• What you will do: Copy the entries below exactly. Images do not belong in the copy.

• Stored records:
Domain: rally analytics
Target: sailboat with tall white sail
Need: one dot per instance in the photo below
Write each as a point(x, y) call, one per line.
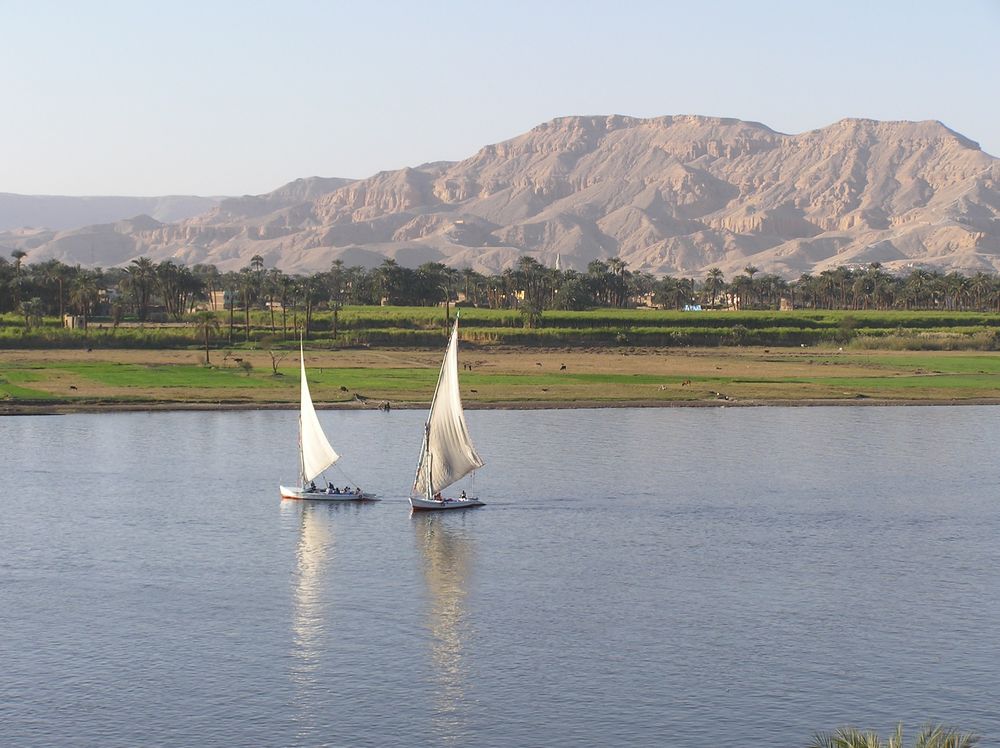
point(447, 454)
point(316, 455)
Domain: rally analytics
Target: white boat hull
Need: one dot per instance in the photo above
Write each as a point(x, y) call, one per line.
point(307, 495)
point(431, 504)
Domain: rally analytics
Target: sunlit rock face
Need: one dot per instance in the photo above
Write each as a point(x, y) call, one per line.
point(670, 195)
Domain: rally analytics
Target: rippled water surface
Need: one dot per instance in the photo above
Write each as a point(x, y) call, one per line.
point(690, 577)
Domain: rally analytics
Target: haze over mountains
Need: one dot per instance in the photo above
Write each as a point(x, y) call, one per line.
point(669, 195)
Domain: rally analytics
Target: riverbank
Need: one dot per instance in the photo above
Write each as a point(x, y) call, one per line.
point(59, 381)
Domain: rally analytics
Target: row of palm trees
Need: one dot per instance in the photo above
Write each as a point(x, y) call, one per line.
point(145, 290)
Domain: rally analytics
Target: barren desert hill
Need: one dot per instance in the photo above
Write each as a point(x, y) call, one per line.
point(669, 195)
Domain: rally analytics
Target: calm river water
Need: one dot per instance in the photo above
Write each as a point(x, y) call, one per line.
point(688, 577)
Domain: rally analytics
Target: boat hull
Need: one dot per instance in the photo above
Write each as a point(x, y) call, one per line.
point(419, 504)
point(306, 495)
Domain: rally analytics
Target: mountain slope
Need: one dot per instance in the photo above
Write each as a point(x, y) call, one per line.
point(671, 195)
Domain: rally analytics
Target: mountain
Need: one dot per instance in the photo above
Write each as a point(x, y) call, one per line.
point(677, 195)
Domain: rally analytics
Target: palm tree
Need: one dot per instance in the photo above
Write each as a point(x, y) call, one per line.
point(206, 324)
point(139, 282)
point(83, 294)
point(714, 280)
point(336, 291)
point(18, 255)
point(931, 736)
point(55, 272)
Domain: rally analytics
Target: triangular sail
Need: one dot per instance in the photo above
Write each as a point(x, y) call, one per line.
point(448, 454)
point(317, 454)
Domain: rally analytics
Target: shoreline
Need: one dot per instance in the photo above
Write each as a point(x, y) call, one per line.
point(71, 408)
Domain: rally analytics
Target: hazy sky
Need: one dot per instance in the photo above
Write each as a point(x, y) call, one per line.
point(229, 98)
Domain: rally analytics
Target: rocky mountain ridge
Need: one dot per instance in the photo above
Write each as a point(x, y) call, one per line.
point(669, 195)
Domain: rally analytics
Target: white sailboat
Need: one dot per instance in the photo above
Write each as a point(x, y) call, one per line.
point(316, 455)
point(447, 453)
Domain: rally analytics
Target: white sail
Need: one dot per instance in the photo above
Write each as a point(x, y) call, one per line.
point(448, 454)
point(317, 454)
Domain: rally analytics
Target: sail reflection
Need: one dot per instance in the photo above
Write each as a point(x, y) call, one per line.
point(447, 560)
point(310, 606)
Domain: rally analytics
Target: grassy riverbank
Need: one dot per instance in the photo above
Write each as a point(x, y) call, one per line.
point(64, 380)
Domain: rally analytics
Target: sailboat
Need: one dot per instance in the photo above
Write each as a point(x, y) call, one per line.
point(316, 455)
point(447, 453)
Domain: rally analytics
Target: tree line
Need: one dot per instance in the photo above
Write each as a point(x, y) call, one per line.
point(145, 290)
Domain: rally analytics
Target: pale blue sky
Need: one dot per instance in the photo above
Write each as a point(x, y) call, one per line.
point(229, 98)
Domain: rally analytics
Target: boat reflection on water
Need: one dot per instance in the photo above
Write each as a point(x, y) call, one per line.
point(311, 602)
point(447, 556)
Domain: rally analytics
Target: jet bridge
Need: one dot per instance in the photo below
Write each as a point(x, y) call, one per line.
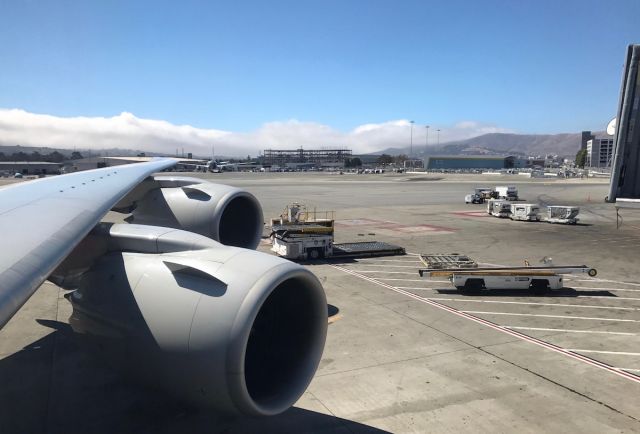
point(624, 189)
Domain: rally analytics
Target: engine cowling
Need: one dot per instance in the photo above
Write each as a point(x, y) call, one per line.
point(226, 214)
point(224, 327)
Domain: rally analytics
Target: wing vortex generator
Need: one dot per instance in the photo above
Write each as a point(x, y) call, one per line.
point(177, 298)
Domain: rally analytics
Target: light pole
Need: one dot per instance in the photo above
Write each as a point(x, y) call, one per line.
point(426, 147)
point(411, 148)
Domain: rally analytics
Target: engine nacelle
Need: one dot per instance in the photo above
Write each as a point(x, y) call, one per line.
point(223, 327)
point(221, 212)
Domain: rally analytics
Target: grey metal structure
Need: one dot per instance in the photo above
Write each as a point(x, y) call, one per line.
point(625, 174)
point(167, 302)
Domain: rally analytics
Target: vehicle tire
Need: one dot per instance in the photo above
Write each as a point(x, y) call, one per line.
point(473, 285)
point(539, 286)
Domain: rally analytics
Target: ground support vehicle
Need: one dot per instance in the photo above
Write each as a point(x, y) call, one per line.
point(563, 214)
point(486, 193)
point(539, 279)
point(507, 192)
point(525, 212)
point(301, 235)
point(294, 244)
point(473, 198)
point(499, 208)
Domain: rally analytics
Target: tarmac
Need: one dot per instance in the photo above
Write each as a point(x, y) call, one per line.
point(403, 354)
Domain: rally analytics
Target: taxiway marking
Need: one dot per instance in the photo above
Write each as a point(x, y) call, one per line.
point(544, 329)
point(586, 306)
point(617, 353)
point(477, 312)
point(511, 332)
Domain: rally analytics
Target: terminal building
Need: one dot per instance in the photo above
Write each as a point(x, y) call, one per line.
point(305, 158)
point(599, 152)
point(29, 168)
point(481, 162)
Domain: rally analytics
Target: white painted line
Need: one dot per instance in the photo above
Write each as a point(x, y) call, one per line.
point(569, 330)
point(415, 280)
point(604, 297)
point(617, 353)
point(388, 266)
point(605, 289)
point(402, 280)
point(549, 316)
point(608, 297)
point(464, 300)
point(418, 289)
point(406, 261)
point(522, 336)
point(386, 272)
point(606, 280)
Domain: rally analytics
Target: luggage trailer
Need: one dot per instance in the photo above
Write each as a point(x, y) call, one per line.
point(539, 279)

• Expected answer:
Domain: rally analytics
Target: sailboat with tall white sail
Need: one dot per instance in the photo below
Write each as a point(x, y) call, one per line.
point(447, 454)
point(316, 455)
Domain: rally analytics
Target: white boat hull
Need: one dot per instance in the photo above
Write each as a point(x, y) call, one per line.
point(307, 495)
point(431, 504)
Domain: rally analytics
Target: sunlit rock face
Need: one dot per instance in the photo above
Write each as a point(x, y) call, one per line.
point(670, 195)
Domain: rally analytics
Target: rippled water surface
Need: one dot per instance in the photo above
Write each as a point(x, y) call, one per line.
point(690, 577)
Domain: rally analytics
Target: haze over mountains
Need: one dot per instance in the photo above
Write each as a point(x, y) call, one per line.
point(669, 195)
Domain: rally analytics
Target: riverbank
Need: one dot per instance in the photo above
Write each as a point(x, y) call, one per line.
point(59, 381)
Domain: rally analytics
Target: row of palm trees
Need: one dot per instance in the photo above
Write each as a point(x, y) call, one per line.
point(145, 290)
Domain: rally analytics
Target: barren desert hill
Need: one dot per instance in the photo above
Write each as a point(x, y) call, one per line.
point(669, 195)
Domain: rally analytics
Target: calm river water
Need: one dot per instance in the photo above
Write each as a point(x, y) call, one per line.
point(688, 577)
Domain: rally analytics
Target: boat hull
Need: one dot per instance in the photo above
Write each as a point(x, y) call, one per line.
point(419, 504)
point(306, 495)
Domain: rally analytics
Target: mountain slope
Need: one dot per instance in the photo above
Write each as a point(x, y) call, one per line.
point(671, 195)
Domain: rally analytics
Target: mountain
Need: one dot per instance in the photo above
Write each as a point(x, y) call, one per line.
point(677, 195)
Domain: rally analytics
Target: palm tree
Need: one dot per instance in the photo above
Write each as a point(x, y) call, one per line.
point(206, 324)
point(139, 282)
point(83, 294)
point(714, 280)
point(336, 291)
point(18, 255)
point(931, 736)
point(55, 272)
Domain: rally analytics
Target: triangular sail
Need: one dot per instance in the photo above
Write each as a point(x, y) call, one per line.
point(448, 454)
point(317, 454)
Domain: rally analytics
Target: shoreline
Need: one dot per instance in the photo above
Write each as a point(x, y) call, one per line.
point(71, 408)
Domain: rally analytics
Target: hazy sky
Need: one dot per instance in the photo above
Write each as a point(x, y) call, one per line.
point(229, 98)
Domain: rally analytics
Target: rocky mountain ridge
Need: one dot per instance in the photo above
Write each as a point(x, y) call, one per line.
point(669, 195)
Domain: rally analytics
Target: white sailboat
Need: one dot per instance in the photo above
Write each as a point(x, y) call, one per line.
point(316, 455)
point(447, 453)
Domain: rally analytics
Target: white sail
Need: one dot per instance in the photo above
Write each as a point(x, y) call, one per line.
point(448, 454)
point(317, 454)
Domain: rally analytics
Target: sail reflection
Need: one dot per instance in the photo above
Write each as a point(x, y) call, one per line.
point(447, 560)
point(310, 606)
Domain: rally analytics
Target: grassy riverbank
Need: one dot per instance in the photo above
Write each as a point(x, y) call, one per line.
point(64, 380)
Domain: rally analytics
Target: sailboat
Need: one dot per instance in the photo above
Write each as a point(x, y) call, one per line.
point(316, 455)
point(447, 453)
Domain: rally analytics
Target: tree line
Need: one dot per instance in the photo above
Write each as a point(x, y) call, one per line.
point(145, 290)
Domain: rally analytics
Target: pale blue sky
Need: one dot per instance in the photo above
Write each as a point(x, y) call, one per line.
point(229, 98)
Domain: rally analytics
Target: boat reflection on water
Need: one dot per instance in the photo above
Write each as a point(x, y) call, one per line.
point(311, 602)
point(447, 556)
Domain: rally analytics
Target: jet bridge
Need: one dot per instance in the photo below
Write each as a point(x, y) call, one per line.
point(624, 189)
Domain: rally analytics
Target: engine cowling
Need: one dot per instance in the photo above
Write each as a point(x, y) call, one per line.
point(226, 214)
point(224, 327)
Domain: rally analytics
Target: wing vortex generator
Need: one dot per instance in the photo above
Write each as a point(x, y) call, one per line.
point(177, 298)
Domain: rally analytics
Target: light pole
Need: one dot per instance in the photo above
Write each as a point(x, y) call, one per line.
point(426, 147)
point(411, 148)
Domain: rally analytics
Target: engine nacelle
Need: one dot per instance in the photo above
Write each as a point(x, y) call, one per line.
point(223, 327)
point(221, 212)
Domain: rally analytics
Target: grey metal structure
Need: one dot per instance in the photo above
Write each as a point(x, y) call, one per line.
point(625, 174)
point(167, 302)
Domain: rally analytics
Target: vehicle tire
Need: one dot per instance in the photo above
Write each as a point(x, y) call, one per line.
point(473, 285)
point(539, 286)
Domain: rally analytics
Target: ground support vehicle
Need: one dot per instance in the photo above
Write each as a point(x, y) call, one per line.
point(563, 214)
point(486, 193)
point(539, 279)
point(507, 192)
point(525, 212)
point(301, 235)
point(294, 244)
point(473, 198)
point(499, 208)
Domain: rally analytics
Target: tarmac
Need: one dot per instance in the photo above
Write each as a point(x, y) call, one per line.
point(403, 354)
Domain: rally analytics
Target: taxiway marking
Need: one dot per instance in the photo above
Write each as a point(x, y) call, one per line.
point(544, 329)
point(586, 306)
point(617, 353)
point(477, 312)
point(511, 332)
Domain: rally analytics
Target: terminal building
Need: one dot per instance in the photo above
Write each as a point(x, y) call, one per line.
point(305, 158)
point(599, 152)
point(29, 168)
point(481, 162)
Domain: rally analytics
Target: white painted line
Need: one dot per instance in the photo above
Write each as a point(x, y) call, one per line.
point(569, 330)
point(415, 280)
point(604, 297)
point(617, 353)
point(388, 266)
point(605, 289)
point(402, 280)
point(549, 316)
point(608, 297)
point(464, 300)
point(418, 289)
point(406, 261)
point(522, 336)
point(386, 272)
point(606, 280)
Domain: rally analytics
Target: luggage trailer
Need: one dot per instance in the photo above
Write each as a point(x, y) call, one per line.
point(539, 279)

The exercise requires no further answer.